作業内容. 「Guideline: the keypoint for each instance of the statue's cloak」を含む行から始めてデータの末尾まで、指示の行も含めてすべて書き直してもらえますか。その際、解答の座標の数値だけを0.25倍に縮小し、四捨五入して整数にしてください。

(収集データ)
########################################

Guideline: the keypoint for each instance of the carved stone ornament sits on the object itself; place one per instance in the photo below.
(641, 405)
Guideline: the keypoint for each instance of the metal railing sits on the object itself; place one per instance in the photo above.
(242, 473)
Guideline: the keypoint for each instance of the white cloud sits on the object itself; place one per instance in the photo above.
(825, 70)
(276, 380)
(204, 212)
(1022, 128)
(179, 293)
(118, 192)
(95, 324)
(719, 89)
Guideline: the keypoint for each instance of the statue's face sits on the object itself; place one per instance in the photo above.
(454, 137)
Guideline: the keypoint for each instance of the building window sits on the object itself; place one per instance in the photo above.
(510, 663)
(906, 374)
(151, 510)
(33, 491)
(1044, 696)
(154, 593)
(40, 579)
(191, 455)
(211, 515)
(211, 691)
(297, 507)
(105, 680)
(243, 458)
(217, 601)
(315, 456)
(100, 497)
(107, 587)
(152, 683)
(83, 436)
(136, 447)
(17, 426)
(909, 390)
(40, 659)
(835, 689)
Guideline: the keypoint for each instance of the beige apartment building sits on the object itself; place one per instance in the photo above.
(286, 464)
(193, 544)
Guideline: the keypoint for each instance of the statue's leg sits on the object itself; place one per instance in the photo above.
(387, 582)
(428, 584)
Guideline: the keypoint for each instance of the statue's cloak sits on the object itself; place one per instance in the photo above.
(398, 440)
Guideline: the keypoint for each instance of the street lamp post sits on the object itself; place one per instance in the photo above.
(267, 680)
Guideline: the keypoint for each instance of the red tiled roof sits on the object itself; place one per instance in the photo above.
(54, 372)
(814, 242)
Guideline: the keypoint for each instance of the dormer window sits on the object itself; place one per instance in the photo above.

########################################

出力結果.
Guideline: the keypoint for each instance of the statue's cloak sits on the object itself; place one per instance in the photo above.
(100, 110)
Guideline: the keypoint for each instance of the street lamp post sits on the object itself; place one per instance in the photo above.
(67, 170)
Guideline: the keypoint for each instance of the red tiled roof sits on the object itself; place one per instance in the photo above.
(14, 93)
(204, 61)
Guideline: the keypoint for each instance of the dormer window sits on the object itself; place one per instance in the photo above.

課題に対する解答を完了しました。